Судя по тому, что манипуляции с военнопленными в Ираке почти сошли на нет, Саддам, казалось, понял всю серьезность этих предупреждений.
Однако его желание закончить войну как можно скорее осталось. На первый взгляд, он вел себя все так же вызывающе.
— Наши наземные силы еще не вступали в борьбу, и до сих пор мы использовали лишь небольшую часть наших воздушных сил, — говорил он своим подданным 20 января во втором личном заявлении с начала войны. — Когда битва станет всеохватывающей, со всеми типами вооружений, жертвы со стороны союзников с помощью Аллаха приумножатся. В ужасе от страшных потерь неверные побегут, и флаг с девизом «Аллах Акбар» будет развеваться над матерью всех битв.
Эта наглая похвальба была повторена Саддамом неделю спустя в его первом с начала войны интервью западному журналисту. Во время встречи с Питером Аренттом, корреспондентом Си-Эн-Эн, Саддам выглядел отдохнувшим и спокойным. Он был менее официален, чем обычно, и не выказывал никаких признаков беспокойства. По его мнению, Ираку удалось сохранить «равновесие», пользуясь только обычным оружием, и, несомненно, «его военные свершения вызывают восхищение всего мира». Когда его спросили, не допускает ли он, что союзники в конечном итоге одержат верх, он не колеблясь, ответил:
— У них нет и одного шанса на миллион.
И все же это феноменальное показное самообладание не могло скрыть все растущую тревогу президента Ирака. В интервью он доказывал, что Ирак имеет возможность установить ядерные, химические и биологические боеголовки на свои ракеты, клялся расширить конфликт, если его к этому вынудят.
— Я молю Аллаха, чтобы мне не пришлось пустить в ход эти вооружения, — сказал он, — но я поступлю так без колебаний, едва только возникнет в этом необходимость.
Эта угроза таила знакомый и зловещий отзвук его заявлений времен ирано-иракской войны. Во время той войны Саддам часто предупреждал иранцев, прежде чем начать химическую атаку (чего он никогда не делал по отношению к беззащитным курдам). Это всегда происходило в критические моменты противостояния, когда не было другого способа остановить иранское наступление. Поскольку нетрадиционное оружие всегда было для Саддама самым крайним средством, когда ему угрожал сильный враг, угроза в интервью Си-Эн-Эн непреднамеренно выдала его растущее осознание, что момент истины приближается.

**Исходные строки:**

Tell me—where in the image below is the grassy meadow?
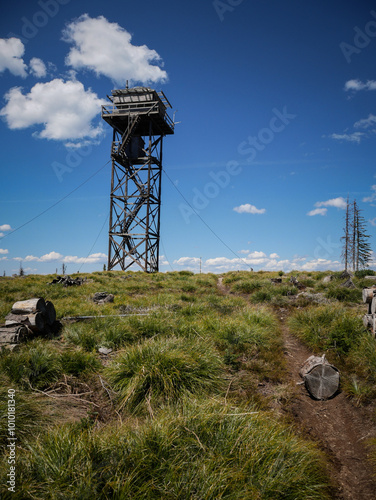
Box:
[0,271,376,500]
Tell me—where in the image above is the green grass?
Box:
[0,400,329,500]
[289,305,365,355]
[0,339,101,390]
[0,375,50,459]
[0,271,368,500]
[106,337,222,411]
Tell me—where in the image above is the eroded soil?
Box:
[218,278,376,500]
[282,320,376,500]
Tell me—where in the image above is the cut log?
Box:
[5,312,46,333]
[0,325,27,345]
[12,298,46,314]
[44,300,56,326]
[362,288,376,304]
[300,354,339,400]
[363,314,376,333]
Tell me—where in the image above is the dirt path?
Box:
[217,277,376,500]
[282,321,376,500]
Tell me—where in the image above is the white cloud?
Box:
[354,113,376,128]
[329,132,364,144]
[30,57,47,78]
[62,253,107,264]
[14,251,107,264]
[315,196,347,210]
[173,257,200,266]
[0,78,105,140]
[248,250,266,259]
[307,208,328,217]
[23,252,63,262]
[187,252,342,273]
[233,203,266,214]
[63,14,167,84]
[345,79,376,92]
[0,38,27,78]
[362,184,376,203]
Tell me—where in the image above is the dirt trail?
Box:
[282,321,376,500]
[217,277,376,500]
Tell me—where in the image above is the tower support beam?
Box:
[102,87,174,272]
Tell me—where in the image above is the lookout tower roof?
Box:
[102,87,174,135]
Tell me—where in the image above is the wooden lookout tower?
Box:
[102,87,174,272]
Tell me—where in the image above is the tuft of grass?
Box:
[0,339,63,390]
[0,375,49,452]
[106,337,222,411]
[0,401,329,500]
[60,350,102,377]
[0,339,101,390]
[289,305,365,355]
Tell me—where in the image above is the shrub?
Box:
[233,280,263,293]
[106,337,222,411]
[326,286,362,302]
[355,269,376,279]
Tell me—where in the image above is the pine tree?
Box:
[356,207,372,271]
[341,197,351,271]
[341,197,372,272]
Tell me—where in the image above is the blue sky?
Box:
[0,0,376,275]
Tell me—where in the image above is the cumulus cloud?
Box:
[0,78,105,140]
[329,132,364,144]
[345,79,376,92]
[315,196,347,210]
[14,251,107,264]
[23,252,63,262]
[62,253,107,264]
[362,184,376,203]
[354,113,376,128]
[30,57,47,78]
[307,208,328,217]
[233,203,266,214]
[0,38,27,78]
[63,14,167,84]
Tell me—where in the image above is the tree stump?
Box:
[0,325,28,346]
[299,354,339,400]
[5,309,46,333]
[44,300,56,326]
[12,298,46,314]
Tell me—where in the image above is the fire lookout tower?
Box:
[102,87,174,272]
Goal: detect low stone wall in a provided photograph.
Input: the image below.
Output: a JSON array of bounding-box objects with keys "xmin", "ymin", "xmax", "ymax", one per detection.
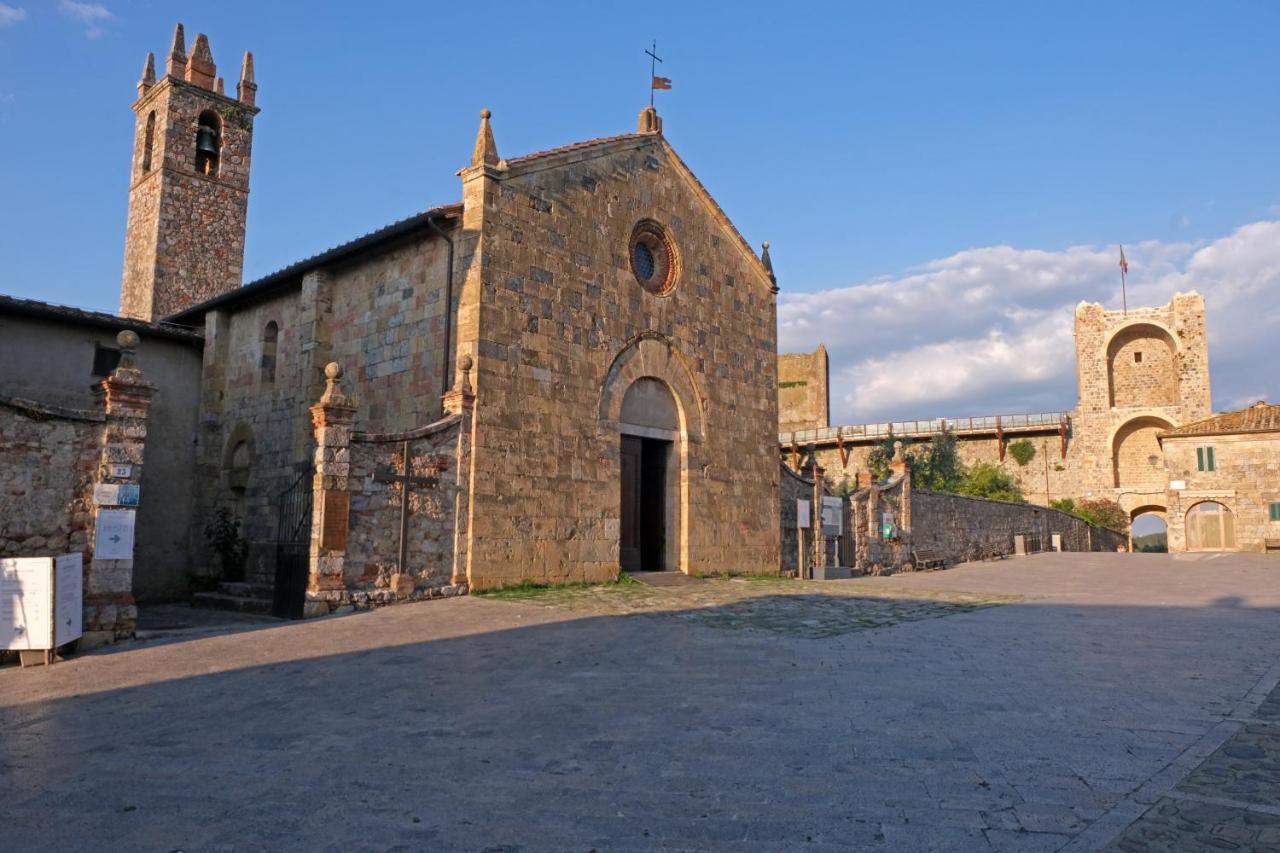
[{"xmin": 910, "ymin": 489, "xmax": 1126, "ymax": 565}]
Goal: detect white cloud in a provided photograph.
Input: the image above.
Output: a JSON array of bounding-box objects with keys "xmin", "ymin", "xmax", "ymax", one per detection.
[
  {"xmin": 778, "ymin": 222, "xmax": 1280, "ymax": 424},
  {"xmin": 58, "ymin": 0, "xmax": 115, "ymax": 38},
  {"xmin": 0, "ymin": 3, "xmax": 27, "ymax": 27}
]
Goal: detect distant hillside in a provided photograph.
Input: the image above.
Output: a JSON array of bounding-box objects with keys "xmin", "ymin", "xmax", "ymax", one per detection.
[{"xmin": 1133, "ymin": 533, "xmax": 1169, "ymax": 553}]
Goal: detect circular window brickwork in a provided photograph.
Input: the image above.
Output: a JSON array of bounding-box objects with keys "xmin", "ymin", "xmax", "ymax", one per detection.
[{"xmin": 628, "ymin": 219, "xmax": 680, "ymax": 296}]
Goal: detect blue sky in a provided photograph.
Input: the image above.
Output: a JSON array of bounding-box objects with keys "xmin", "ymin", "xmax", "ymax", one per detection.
[{"xmin": 0, "ymin": 0, "xmax": 1280, "ymax": 423}]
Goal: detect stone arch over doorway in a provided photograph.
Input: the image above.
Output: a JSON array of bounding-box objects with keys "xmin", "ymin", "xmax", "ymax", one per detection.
[
  {"xmin": 1183, "ymin": 501, "xmax": 1235, "ymax": 551},
  {"xmin": 1111, "ymin": 415, "xmax": 1172, "ymax": 492},
  {"xmin": 1107, "ymin": 321, "xmax": 1179, "ymax": 409},
  {"xmin": 598, "ymin": 332, "xmax": 704, "ymax": 571}
]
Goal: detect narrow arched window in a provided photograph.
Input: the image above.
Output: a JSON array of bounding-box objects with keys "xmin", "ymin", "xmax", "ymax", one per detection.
[
  {"xmin": 262, "ymin": 320, "xmax": 280, "ymax": 388},
  {"xmin": 142, "ymin": 110, "xmax": 156, "ymax": 172},
  {"xmin": 196, "ymin": 110, "xmax": 223, "ymax": 178}
]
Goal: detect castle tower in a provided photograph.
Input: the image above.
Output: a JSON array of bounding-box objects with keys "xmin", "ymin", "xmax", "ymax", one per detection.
[
  {"xmin": 120, "ymin": 24, "xmax": 259, "ymax": 320},
  {"xmin": 1071, "ymin": 293, "xmax": 1212, "ymax": 512}
]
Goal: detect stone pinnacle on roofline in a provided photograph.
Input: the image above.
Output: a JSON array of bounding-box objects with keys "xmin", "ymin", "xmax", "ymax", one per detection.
[
  {"xmin": 138, "ymin": 50, "xmax": 156, "ymax": 97},
  {"xmin": 236, "ymin": 50, "xmax": 257, "ymax": 106},
  {"xmin": 164, "ymin": 23, "xmax": 187, "ymax": 77},
  {"xmin": 471, "ymin": 109, "xmax": 500, "ymax": 167}
]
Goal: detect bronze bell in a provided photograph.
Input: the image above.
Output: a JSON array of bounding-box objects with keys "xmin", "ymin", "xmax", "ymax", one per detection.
[{"xmin": 196, "ymin": 124, "xmax": 218, "ymax": 158}]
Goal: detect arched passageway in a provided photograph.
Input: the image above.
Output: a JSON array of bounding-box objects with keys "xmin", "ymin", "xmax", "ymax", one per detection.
[{"xmin": 1185, "ymin": 501, "xmax": 1235, "ymax": 551}]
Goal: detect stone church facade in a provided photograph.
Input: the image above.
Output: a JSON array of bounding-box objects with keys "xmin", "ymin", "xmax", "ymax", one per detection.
[{"xmin": 99, "ymin": 27, "xmax": 780, "ymax": 604}]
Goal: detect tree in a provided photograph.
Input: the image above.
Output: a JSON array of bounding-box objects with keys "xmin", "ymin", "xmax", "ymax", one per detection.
[
  {"xmin": 1009, "ymin": 438, "xmax": 1036, "ymax": 467},
  {"xmin": 911, "ymin": 429, "xmax": 965, "ymax": 492},
  {"xmin": 1075, "ymin": 498, "xmax": 1129, "ymax": 533},
  {"xmin": 956, "ymin": 462, "xmax": 1027, "ymax": 503},
  {"xmin": 867, "ymin": 429, "xmax": 905, "ymax": 480}
]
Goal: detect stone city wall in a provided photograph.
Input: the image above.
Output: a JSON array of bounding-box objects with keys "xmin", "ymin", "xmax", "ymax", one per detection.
[
  {"xmin": 778, "ymin": 346, "xmax": 829, "ymax": 432},
  {"xmin": 910, "ymin": 489, "xmax": 1128, "ymax": 565}
]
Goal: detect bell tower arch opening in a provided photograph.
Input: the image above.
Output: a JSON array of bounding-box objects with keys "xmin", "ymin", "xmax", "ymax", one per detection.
[
  {"xmin": 1107, "ymin": 323, "xmax": 1180, "ymax": 409},
  {"xmin": 1111, "ymin": 415, "xmax": 1172, "ymax": 491},
  {"xmin": 120, "ymin": 24, "xmax": 259, "ymax": 320}
]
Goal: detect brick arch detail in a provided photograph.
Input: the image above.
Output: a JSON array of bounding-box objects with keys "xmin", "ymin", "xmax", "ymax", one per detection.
[
  {"xmin": 598, "ymin": 332, "xmax": 705, "ymax": 574},
  {"xmin": 1107, "ymin": 411, "xmax": 1174, "ymax": 488}
]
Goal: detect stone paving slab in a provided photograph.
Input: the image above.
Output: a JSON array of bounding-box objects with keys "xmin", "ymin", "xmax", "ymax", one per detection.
[
  {"xmin": 481, "ymin": 573, "xmax": 1023, "ymax": 639},
  {"xmin": 0, "ymin": 555, "xmax": 1280, "ymax": 853}
]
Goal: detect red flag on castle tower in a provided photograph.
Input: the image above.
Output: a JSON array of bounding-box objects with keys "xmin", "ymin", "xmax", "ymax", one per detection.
[{"xmin": 1120, "ymin": 243, "xmax": 1129, "ymax": 314}]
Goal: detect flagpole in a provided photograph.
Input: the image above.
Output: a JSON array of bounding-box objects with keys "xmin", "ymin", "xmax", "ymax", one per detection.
[{"xmin": 1120, "ymin": 243, "xmax": 1129, "ymax": 316}]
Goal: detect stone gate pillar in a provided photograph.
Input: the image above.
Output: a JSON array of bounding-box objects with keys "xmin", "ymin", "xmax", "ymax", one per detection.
[
  {"xmin": 442, "ymin": 355, "xmax": 476, "ymax": 587},
  {"xmin": 81, "ymin": 332, "xmax": 156, "ymax": 647},
  {"xmin": 302, "ymin": 361, "xmax": 356, "ymax": 616}
]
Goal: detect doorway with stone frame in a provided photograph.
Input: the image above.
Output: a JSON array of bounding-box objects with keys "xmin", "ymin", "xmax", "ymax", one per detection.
[{"xmin": 618, "ymin": 377, "xmax": 680, "ymax": 571}]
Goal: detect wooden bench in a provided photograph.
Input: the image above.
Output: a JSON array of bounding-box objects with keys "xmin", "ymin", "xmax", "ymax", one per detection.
[{"xmin": 911, "ymin": 551, "xmax": 947, "ymax": 570}]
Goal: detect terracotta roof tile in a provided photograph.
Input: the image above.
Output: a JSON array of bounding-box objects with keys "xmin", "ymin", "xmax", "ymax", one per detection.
[
  {"xmin": 1160, "ymin": 401, "xmax": 1280, "ymax": 438},
  {"xmin": 0, "ymin": 296, "xmax": 205, "ymax": 343}
]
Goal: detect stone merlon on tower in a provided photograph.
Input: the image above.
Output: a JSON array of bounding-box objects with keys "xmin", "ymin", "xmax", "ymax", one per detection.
[{"xmin": 120, "ymin": 24, "xmax": 259, "ymax": 320}]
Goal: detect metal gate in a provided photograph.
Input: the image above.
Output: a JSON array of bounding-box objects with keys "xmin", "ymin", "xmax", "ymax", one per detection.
[{"xmin": 271, "ymin": 470, "xmax": 312, "ymax": 619}]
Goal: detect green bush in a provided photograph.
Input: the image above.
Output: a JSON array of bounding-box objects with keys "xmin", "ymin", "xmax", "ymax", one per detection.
[
  {"xmin": 205, "ymin": 507, "xmax": 248, "ymax": 580},
  {"xmin": 955, "ymin": 462, "xmax": 1027, "ymax": 503},
  {"xmin": 1009, "ymin": 438, "xmax": 1036, "ymax": 467}
]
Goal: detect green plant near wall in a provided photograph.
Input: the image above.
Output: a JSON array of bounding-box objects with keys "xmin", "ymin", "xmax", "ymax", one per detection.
[
  {"xmin": 1009, "ymin": 438, "xmax": 1036, "ymax": 467},
  {"xmin": 205, "ymin": 507, "xmax": 248, "ymax": 580}
]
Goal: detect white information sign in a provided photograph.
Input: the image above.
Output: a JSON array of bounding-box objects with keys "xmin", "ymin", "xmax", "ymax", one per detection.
[
  {"xmin": 0, "ymin": 557, "xmax": 54, "ymax": 652},
  {"xmin": 93, "ymin": 483, "xmax": 141, "ymax": 506},
  {"xmin": 822, "ymin": 497, "xmax": 845, "ymax": 537},
  {"xmin": 93, "ymin": 510, "xmax": 136, "ymax": 560},
  {"xmin": 54, "ymin": 552, "xmax": 84, "ymax": 647}
]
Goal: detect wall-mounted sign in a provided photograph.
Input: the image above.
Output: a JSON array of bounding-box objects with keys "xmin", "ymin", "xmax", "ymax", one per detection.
[
  {"xmin": 93, "ymin": 510, "xmax": 136, "ymax": 560},
  {"xmin": 822, "ymin": 497, "xmax": 845, "ymax": 537},
  {"xmin": 93, "ymin": 483, "xmax": 142, "ymax": 506}
]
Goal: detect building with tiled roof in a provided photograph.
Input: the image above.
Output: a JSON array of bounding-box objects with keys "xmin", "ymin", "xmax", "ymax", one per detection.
[{"xmin": 1160, "ymin": 401, "xmax": 1280, "ymax": 552}]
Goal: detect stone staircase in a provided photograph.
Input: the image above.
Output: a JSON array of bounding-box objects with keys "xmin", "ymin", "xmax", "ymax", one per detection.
[{"xmin": 191, "ymin": 580, "xmax": 271, "ymax": 615}]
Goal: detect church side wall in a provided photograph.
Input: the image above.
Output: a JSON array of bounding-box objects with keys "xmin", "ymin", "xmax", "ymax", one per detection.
[
  {"xmin": 193, "ymin": 230, "xmax": 447, "ymax": 585},
  {"xmin": 460, "ymin": 137, "xmax": 778, "ymax": 588},
  {"xmin": 0, "ymin": 315, "xmax": 201, "ymax": 601}
]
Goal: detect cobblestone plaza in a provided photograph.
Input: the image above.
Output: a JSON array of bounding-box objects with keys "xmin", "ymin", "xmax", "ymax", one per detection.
[{"xmin": 0, "ymin": 555, "xmax": 1280, "ymax": 853}]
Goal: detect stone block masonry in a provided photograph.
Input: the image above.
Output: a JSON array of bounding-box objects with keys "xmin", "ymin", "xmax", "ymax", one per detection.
[
  {"xmin": 0, "ymin": 332, "xmax": 156, "ymax": 647},
  {"xmin": 303, "ymin": 360, "xmax": 475, "ymax": 616}
]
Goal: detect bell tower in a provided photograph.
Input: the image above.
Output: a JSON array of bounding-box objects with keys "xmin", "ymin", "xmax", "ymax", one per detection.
[{"xmin": 120, "ymin": 24, "xmax": 259, "ymax": 320}]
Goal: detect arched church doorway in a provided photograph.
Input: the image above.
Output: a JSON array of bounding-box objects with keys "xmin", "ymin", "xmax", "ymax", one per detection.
[
  {"xmin": 618, "ymin": 377, "xmax": 680, "ymax": 571},
  {"xmin": 1129, "ymin": 506, "xmax": 1169, "ymax": 553},
  {"xmin": 1187, "ymin": 501, "xmax": 1235, "ymax": 551}
]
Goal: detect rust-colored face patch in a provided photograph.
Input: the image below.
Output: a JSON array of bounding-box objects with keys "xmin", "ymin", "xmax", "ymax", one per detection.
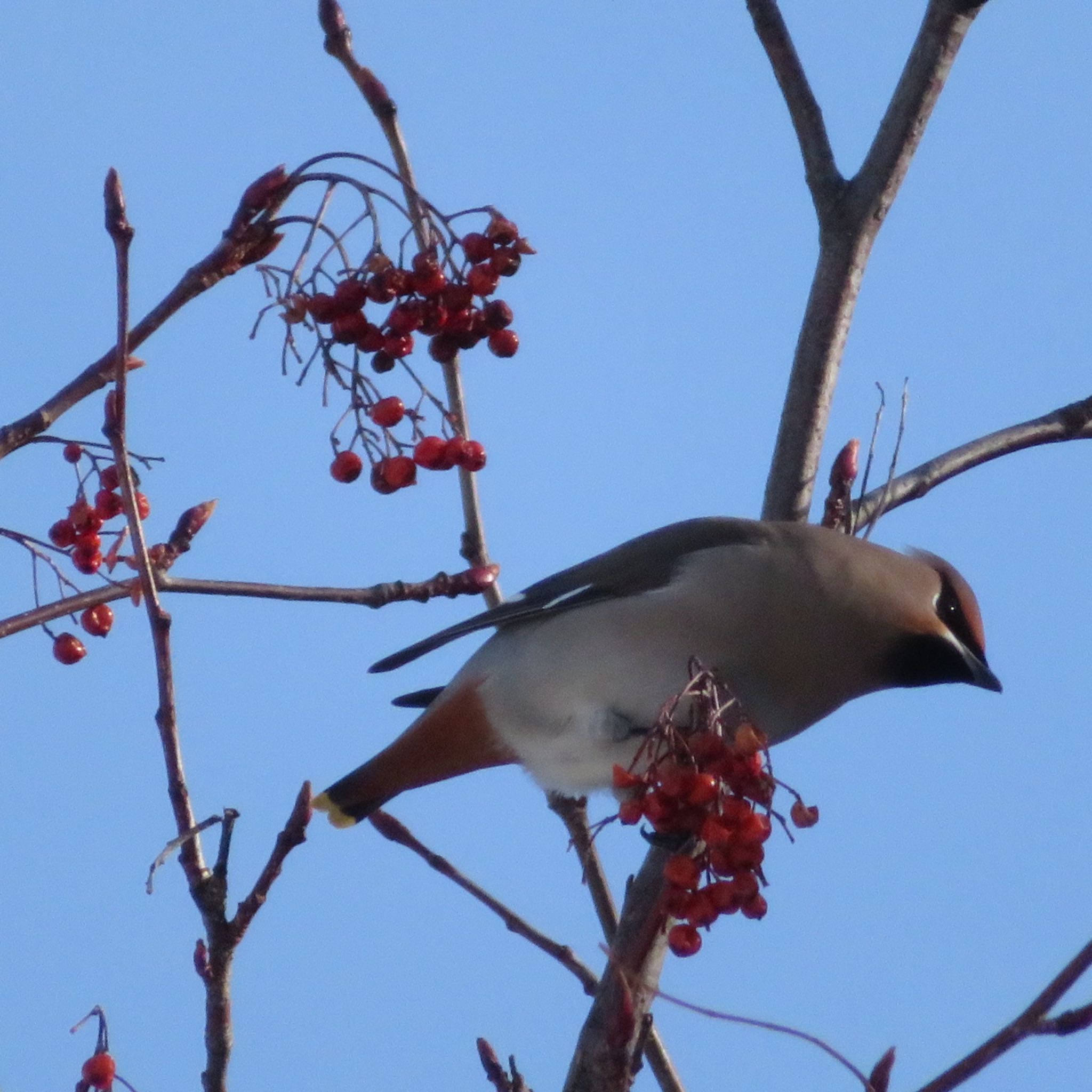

**Что требуется:** Пожалуйста, воспроизведите без изменений часть текста о Саддаме между словами «Эта наглая похвальба» и «к этому вынудят.», включая их.

**Результат задания:**
Эта наглая похвальба была повторена Саддамом неделю спустя в его первом с начала войны интервью западному журналисту. Во время встречи с Питером Аренттом, корреспондентом Си-Эн-Эн, Саддам выглядел отдохнувшим и спокойным. Он был менее официален, чем обычно, и не выказывал никаких признаков беспокойства. По его мнению, Ираку удалось сохранить «равновесие», пользуясь только обычным оружием, и, несомненно, «его военные свершения вызывают восхищение всего мира». Когда его спросили, не допускает ли он, что союзники в конечном итоге одержат верх, он не колеблясь, ответил:
— У них нет и одного шанса на миллион.
И все же это феноменальное показное самообладание не могло скрыть все растущую тревогу президента Ирака. В интервью он доказывал, что Ирак имеет возможность установить ядерные, химические и биологические боеголовки на свои ракеты, клялся расширить конфликт, если его к этому вынудят.